**TEXT UNDER STUDY**
========================================
# Foucault’s Pendulum

In this article, Derek Williams explains the background to Foucault’s famous pendulum; an example of which can be seen at Preston’s Harris Museum. Two French stamps recognise Foucault’s achievements.

The pendulum is a weight suspended from a pivot so it can swing freely. The first to investigate this was Galileo and his investigation came to the following conclusions.

- Pendulums nearly return to their release height.
- Lighter pendulums come to rest faster.
- Period is independent of bob weight.
- Period is independent of amplitude.
- Square of the period varies directly with length.

The period of swing of a simple gravity pendulum depends on its length and the acceleration due to gravity. The maximum angle that the pendulum swings away from the vertical, theta _{0}, is called the amplitude. It is independent of the mass of the bob. If the amplitude is limited to small swings, then the period T of a simple pendulum which is the time taken for a complete cycle is: –

T= sqrt of L/g, given theta_{ 0 } is less than 1

where L is the length of the pendulum and g is the local acceleration due to gravity.

Galileo failed to produce a successful timepiece based on the pendulum; Christian Huygens of the Netherlands produced the first pendulum clock.

Jean Bernard Léon Foucault (1819 – 1868), a French physicist and mathematician first studied as a surgeon but discovered he could not stand the sight of blood so transferred to the study of physics where he became famous for his experiments with the pendulum.

His first problem was to design a support for a pendulum which allowed it to freely move in any direction without any resistance. When set in motion, Foucault noticed that the plane of swing gradually turned, demonstrating clearly for the first time that the Earth rotates. He was asked to demonstrate his findings at the Paris Observatory. Every scientist in Paris received an invitation to view the pendulum in the Paris Observatory on 3^{rd} February 1851. The demonstration was a complete success.
========================================
**SET OF TASKS**
1. From the article on Foucault's pendulum, list the conclusions that Galileo's investigation of pendulums reached.
2. Continue the article on Foucault's pendulum, starting after its final sentence about the demonstration at the Paris Observatory.
========================================
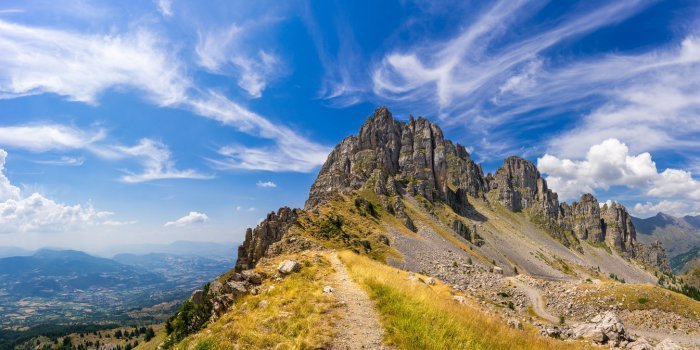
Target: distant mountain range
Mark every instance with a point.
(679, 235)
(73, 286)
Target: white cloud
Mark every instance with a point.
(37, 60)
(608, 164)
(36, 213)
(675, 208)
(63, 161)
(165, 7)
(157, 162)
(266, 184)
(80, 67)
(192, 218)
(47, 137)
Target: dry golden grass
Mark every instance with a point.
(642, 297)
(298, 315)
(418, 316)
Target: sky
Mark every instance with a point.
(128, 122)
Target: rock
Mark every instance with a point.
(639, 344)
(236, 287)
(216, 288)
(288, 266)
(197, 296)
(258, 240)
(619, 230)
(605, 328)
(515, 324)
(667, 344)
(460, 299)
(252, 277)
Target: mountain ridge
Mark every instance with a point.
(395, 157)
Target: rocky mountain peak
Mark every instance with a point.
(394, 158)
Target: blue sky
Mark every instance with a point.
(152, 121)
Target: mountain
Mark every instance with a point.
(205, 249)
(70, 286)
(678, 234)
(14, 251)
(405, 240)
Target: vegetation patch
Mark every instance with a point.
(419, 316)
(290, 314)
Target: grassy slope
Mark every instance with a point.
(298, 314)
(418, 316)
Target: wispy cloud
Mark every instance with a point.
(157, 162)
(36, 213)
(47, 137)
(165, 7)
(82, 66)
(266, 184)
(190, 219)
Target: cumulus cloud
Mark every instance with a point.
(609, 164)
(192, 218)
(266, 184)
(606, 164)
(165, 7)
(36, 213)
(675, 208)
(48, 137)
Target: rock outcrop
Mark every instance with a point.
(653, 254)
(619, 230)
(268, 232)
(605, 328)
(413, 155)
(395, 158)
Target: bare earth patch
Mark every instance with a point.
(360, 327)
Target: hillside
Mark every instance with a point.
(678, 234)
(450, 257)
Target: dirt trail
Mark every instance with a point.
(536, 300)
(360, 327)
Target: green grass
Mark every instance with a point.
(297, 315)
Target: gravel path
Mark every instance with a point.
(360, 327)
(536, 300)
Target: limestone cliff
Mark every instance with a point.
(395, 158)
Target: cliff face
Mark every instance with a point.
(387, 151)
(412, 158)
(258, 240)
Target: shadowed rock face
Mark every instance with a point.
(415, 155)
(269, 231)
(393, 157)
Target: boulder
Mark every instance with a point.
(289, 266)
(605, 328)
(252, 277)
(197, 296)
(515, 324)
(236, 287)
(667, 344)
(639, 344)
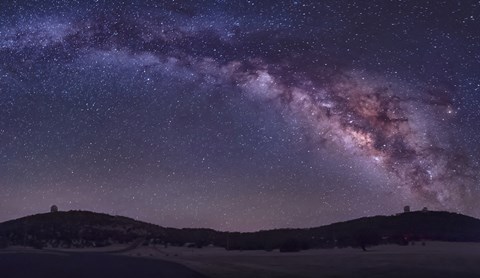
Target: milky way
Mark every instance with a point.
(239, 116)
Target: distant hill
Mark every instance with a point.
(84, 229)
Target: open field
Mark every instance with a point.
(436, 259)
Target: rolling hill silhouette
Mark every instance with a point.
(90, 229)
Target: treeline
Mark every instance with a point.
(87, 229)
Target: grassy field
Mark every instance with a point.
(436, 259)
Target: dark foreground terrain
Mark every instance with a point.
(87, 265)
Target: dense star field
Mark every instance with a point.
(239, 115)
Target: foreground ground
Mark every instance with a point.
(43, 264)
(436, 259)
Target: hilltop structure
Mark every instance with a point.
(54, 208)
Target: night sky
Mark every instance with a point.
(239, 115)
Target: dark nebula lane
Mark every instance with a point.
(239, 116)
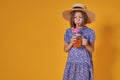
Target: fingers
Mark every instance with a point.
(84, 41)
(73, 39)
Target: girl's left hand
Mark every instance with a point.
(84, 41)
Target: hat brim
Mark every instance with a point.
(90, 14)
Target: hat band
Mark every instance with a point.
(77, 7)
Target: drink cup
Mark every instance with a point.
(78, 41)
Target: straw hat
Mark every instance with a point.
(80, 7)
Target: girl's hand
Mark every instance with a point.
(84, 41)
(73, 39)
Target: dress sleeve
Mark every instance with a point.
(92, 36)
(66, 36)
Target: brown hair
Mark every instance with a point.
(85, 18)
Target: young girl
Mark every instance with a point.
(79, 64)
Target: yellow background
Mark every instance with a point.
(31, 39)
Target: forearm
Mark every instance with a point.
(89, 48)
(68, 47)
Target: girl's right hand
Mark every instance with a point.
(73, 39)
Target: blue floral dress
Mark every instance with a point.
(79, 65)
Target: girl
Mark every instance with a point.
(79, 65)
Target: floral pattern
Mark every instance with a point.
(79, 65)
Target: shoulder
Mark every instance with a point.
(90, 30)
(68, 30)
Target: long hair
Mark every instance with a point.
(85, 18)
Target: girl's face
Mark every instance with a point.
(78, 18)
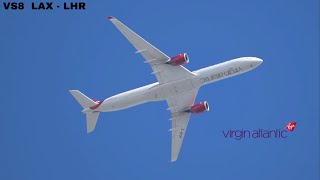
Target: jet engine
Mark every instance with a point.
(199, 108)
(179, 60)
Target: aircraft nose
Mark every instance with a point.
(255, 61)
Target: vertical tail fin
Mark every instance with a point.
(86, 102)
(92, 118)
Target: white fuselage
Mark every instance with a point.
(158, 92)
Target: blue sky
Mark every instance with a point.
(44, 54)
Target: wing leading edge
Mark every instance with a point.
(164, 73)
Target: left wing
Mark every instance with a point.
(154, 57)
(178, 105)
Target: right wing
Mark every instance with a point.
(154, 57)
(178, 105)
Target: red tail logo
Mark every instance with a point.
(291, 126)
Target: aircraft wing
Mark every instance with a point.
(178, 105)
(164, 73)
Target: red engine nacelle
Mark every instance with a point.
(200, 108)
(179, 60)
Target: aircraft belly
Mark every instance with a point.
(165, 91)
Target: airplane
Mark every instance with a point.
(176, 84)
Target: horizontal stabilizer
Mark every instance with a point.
========================================
**RESPONSE LIST**
1.
- Pendulums nearly return to their release height.
- Lighter pendulums come to rest faster.
- Period is independent of bob weight.
- Period is independent of amplitude.
- Square of the period varies directly with length.

2.
Foucault’s Law for the time taken for complete rotation of the pendulum is

T = 24/sin(q),

where T is the time in hours taken for the pendulum to return to its original position and q is the latitude at which the experiment is carried out. At the Poles, it takes 24 hours to return to its original position while at the equator, it does not rotate at all.

The angular speed, α (measured in clockwise degrees per sidereal day) is proportional to the sine of the latitude z.

So α = 360^{0 }sin z.

The two French stamps below recognise Foucault and his pendulum.

1958 – French Scientists. SG1373

1994 – Foucault Pendulum shown on stamp commemorating the bicentennial of the National Conservatory of Arts and Crafts. SG 3225

The **Harris Museum in Preston, Lancashire** has a Foucault Pendulum as do many other buildings around the world. The pendulum is set in motion each day. Preston has a latitude of 53^{0} 45’, which gives a rotation time of approximately 30 hours.